=== Quoted passage ===
Culture

A Definitive Ranking of Food Scenes in This Year's Best Picture Nominees

Spoiler alert: Laura Dern salad.

February  4, 2020
Photo by Netflix

Well. There’s a lot more war than food in this year’s Best Picture nominees. Three wars and a gang war, two very different slices of class war, and then this tiny, localized war also known as a divorce. Themes of feast and famine thread across the films, so when food does make an appearance, it’s worth paying close attention.

Food media likes to rank food scenes. But listen, this is the definitive definitive ranking of the best food scenes from this year’s nominees for the Academy Award for Best Picture. (Warning: There are some spoilers. But none that won’t make you want to watch the rest of the film.)


The Ranking

10. Tussle (Ford v Ferrari)

The ice cream is melting while our two racing fanatics wrestle, groceries flying. But what earns this scene a spot on the list is Mrs. Miles setting up shop in a folding chair, cooly watching from across the street. Boyish and charming, it’s a waste of good ice cream.

9. Assassination in Little Italy (The Irishman)

Is it really a dinner party in The Irishman without at least an attempt at mass murder? There’s something endearing about the monologue leading up to the crime. Why use the bathroom before shooting up the place? All sorts of reasons! Unless it’s night and you’re in a hurry and you don’t really believe anything you’re saying because you’re a cheeky mobster just trying to make small talk.

8. Dog Food (Once Upon a Time… in Hollywood)

The gelatinous, can-shaped dog food reminiscent of cranberry sauce is gross, grosser even than you’re thinking, hitting the bowl with a repulsive plop. But gosh darn this dog can act.

7. Peach Fuzz (Parasite)

Peaches are BACK in a big way this Oscar season (missing on you, Italy). In this emblematic, scheming, sensual, and hilariously evil scene, Ki-woo shaves the fuzz from a peach and vials it for later. The Parks’ resident housekeeper is a tough tick to pull, but where there's cunning (and a peach allergy), there’s a way.

6. It’s Cold in Here (Joker)

Menacingly sad, there’s no food in Gotham except for a clumpy bag of bread we see only because the Joker, feeling distraught, rips out the refrigerator shelves, climbs inside, and closes the door.

5. Chewy Wine (Jojo Rabbit)

Eminently loveable Nazi-youth Jojo is on his way to coming around when he realizes his mother isn’t eating her portion of their meager soup-and-bread dinner. She’s “not hungry.” Something’s up, he thinks. Duh, Jojo, she’s a good person. And so are you! The winning line here: “I’m just going to chew on these grapes,” Scarlett Johansson says, taking a huge gulp of red wine. How her smile stays so perfectly white after such a “chewy” sip is a question for God and/or the Script Supervisor.

=== Problem 1 ===
According to the food-scene ranking, what does Ki-woo do with the peach in the Parasite scene?
=== Problem 2 ===
Revise the food-scene ranking starting with "Well. There’s a" and going on through "of the film.)", replacing "divorce" with "separation".

=== Source excerpt ===
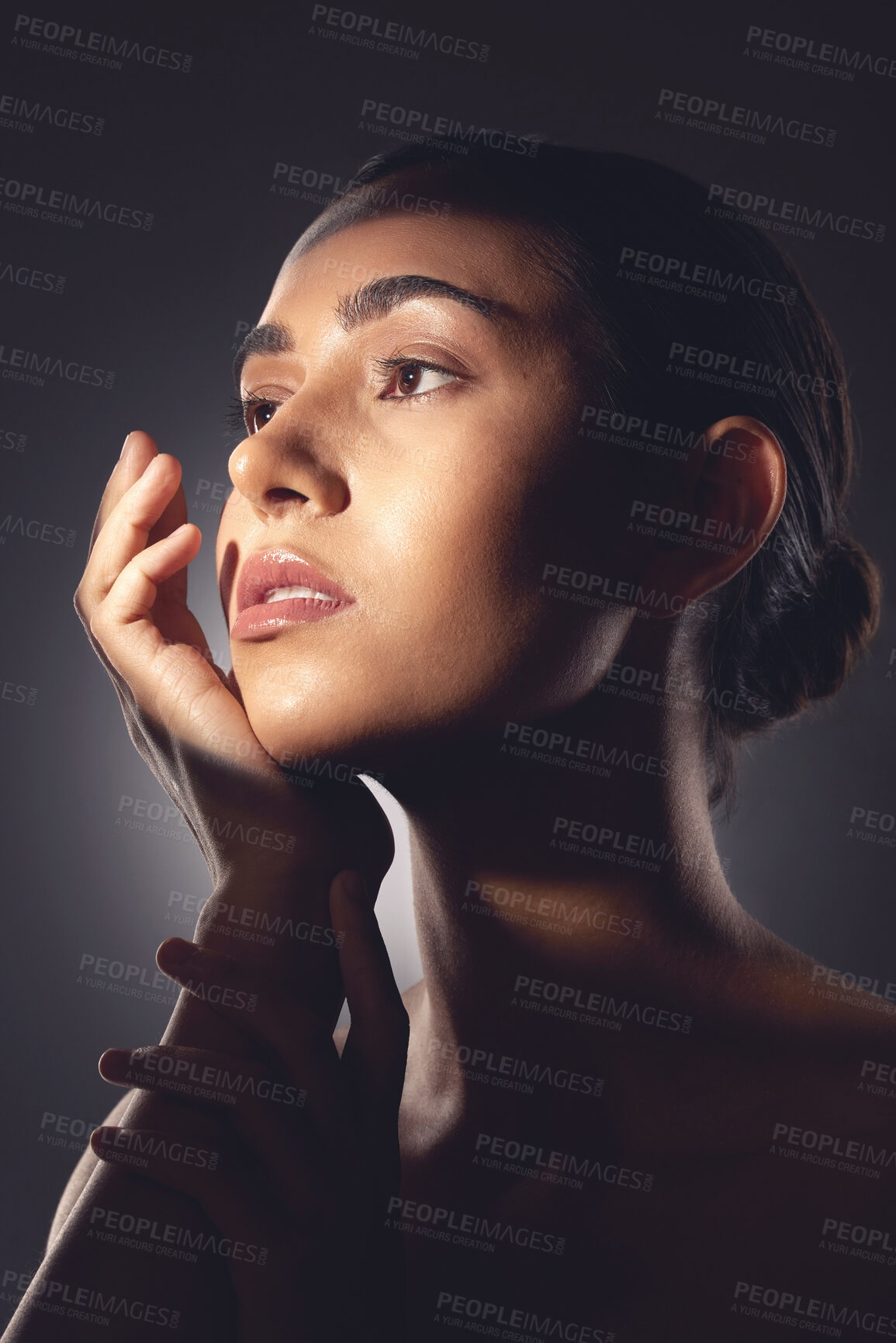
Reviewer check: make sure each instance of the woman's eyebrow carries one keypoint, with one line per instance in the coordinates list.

=== Task solution 1 ===
He shaves the fuzz from it and vials it for later.

=== Task solution 2 ===
Well. There’s a lot more war than food in this year’s Best Picture nominees. Three wars and a gang war, two very different slices of class war, and then this tiny, localized war also known as a separation. Themes of feast and famine thread across the films, so when food does make an appearance, it’s worth paying close attention.

Food media likes to rank food scenes. But listen, this is the definitive definitive ranking of the best food scenes from this year’s nominees for the Academy Award for Best Picture. (Warning: There are some spoilers. But none that won’t make you want to watch the rest of the film.)